** Your objective **
Without altering a single character, set down all of the data below.

** Collection entries **
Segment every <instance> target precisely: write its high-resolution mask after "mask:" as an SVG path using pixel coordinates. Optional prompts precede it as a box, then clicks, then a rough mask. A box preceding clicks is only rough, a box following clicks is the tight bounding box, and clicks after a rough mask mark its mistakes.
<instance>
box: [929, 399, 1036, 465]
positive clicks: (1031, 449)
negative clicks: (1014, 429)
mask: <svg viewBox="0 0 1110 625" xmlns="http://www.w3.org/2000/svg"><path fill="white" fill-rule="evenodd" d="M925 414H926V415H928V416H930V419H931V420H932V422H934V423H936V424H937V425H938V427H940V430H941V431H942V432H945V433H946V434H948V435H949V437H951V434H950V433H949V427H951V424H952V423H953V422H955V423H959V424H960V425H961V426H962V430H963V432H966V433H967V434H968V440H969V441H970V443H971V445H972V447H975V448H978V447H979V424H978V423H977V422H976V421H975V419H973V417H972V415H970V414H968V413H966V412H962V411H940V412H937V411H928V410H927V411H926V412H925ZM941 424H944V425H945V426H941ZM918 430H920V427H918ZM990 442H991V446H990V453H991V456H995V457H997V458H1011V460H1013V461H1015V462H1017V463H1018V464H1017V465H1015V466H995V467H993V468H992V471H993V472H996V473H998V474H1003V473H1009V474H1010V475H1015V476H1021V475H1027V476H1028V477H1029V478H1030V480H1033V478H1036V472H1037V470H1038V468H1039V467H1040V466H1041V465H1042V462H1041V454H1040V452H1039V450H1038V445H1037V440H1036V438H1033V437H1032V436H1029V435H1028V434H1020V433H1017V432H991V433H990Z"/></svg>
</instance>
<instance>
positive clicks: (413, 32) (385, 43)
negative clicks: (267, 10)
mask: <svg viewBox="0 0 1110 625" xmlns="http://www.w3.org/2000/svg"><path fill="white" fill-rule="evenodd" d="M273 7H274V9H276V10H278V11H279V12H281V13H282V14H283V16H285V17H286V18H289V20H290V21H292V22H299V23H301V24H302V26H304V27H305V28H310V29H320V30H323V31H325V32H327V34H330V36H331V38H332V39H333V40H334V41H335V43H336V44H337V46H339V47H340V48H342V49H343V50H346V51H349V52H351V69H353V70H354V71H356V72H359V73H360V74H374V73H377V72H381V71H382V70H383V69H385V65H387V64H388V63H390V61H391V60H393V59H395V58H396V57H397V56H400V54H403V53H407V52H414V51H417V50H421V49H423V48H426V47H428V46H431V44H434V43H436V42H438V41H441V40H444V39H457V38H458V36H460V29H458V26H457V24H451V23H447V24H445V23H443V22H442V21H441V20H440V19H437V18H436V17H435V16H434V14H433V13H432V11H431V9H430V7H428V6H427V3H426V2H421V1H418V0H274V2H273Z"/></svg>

** Solution **
Segment every <instance> target precisely: write its high-resolution mask after "mask:" as an SVG path using pixel coordinates. Optional prompts precede it as a box, then clicks, then a rough mask. A box preceding clicks is only rough, a box following clicks is the tight bounding box, and clicks after a rough mask mark its mistakes.
<instance>
box: [929, 399, 1036, 465]
positive clicks: (1031, 449)
negative clicks: (1014, 429)
mask: <svg viewBox="0 0 1110 625" xmlns="http://www.w3.org/2000/svg"><path fill="white" fill-rule="evenodd" d="M925 414H926V415H928V416H930V419H931V420H932V422H934V423H936V424H937V425H938V427H940V430H941V431H942V432H945V433H946V434H948V435H949V437H951V434H950V433H949V427H951V424H952V423H953V422H955V423H959V424H960V425H961V426H962V430H963V432H966V433H967V434H968V440H969V441H970V443H971V445H972V447H975V448H978V447H979V424H978V423H977V422H976V421H975V419H973V417H972V415H970V414H968V413H966V412H962V411H940V412H937V411H928V410H927V411H926V412H925ZM941 424H944V425H945V426H941ZM918 430H920V427H918ZM990 442H991V446H990V453H991V456H995V457H997V458H1011V460H1013V461H1015V462H1017V463H1018V464H1017V465H1015V466H995V467H993V468H992V471H993V472H996V473H998V474H1003V473H1009V474H1010V475H1015V476H1021V475H1027V476H1028V477H1029V478H1030V480H1033V478H1036V472H1037V470H1038V468H1039V467H1040V466H1041V465H1042V462H1041V454H1040V452H1039V450H1038V445H1037V440H1036V438H1033V437H1032V436H1029V435H1028V434H1020V433H1017V432H991V433H990Z"/></svg>
</instance>
<instance>
positive clicks: (413, 32) (385, 43)
negative clicks: (267, 10)
mask: <svg viewBox="0 0 1110 625" xmlns="http://www.w3.org/2000/svg"><path fill="white" fill-rule="evenodd" d="M273 7H274V9H276V10H278V11H279V12H281V13H282V14H283V16H285V17H286V18H289V20H290V21H292V22H299V23H301V24H302V26H304V27H305V28H310V29H320V30H323V31H325V32H327V34H330V36H331V38H332V39H333V40H334V41H335V43H336V44H337V46H339V47H340V48H342V49H343V50H346V51H349V52H351V69H353V70H354V71H356V72H359V73H360V74H374V73H377V72H381V71H382V70H383V69H385V65H387V64H388V63H390V61H391V60H393V59H395V58H396V57H397V56H400V54H403V53H407V52H414V51H417V50H421V49H423V48H426V47H428V46H431V44H434V43H436V42H438V41H441V40H444V39H457V38H458V36H460V29H458V26H457V24H451V23H447V24H445V23H443V22H442V21H441V20H440V19H437V18H436V17H435V16H434V14H433V13H432V11H431V9H430V7H428V6H427V3H426V2H421V1H418V0H274V2H273Z"/></svg>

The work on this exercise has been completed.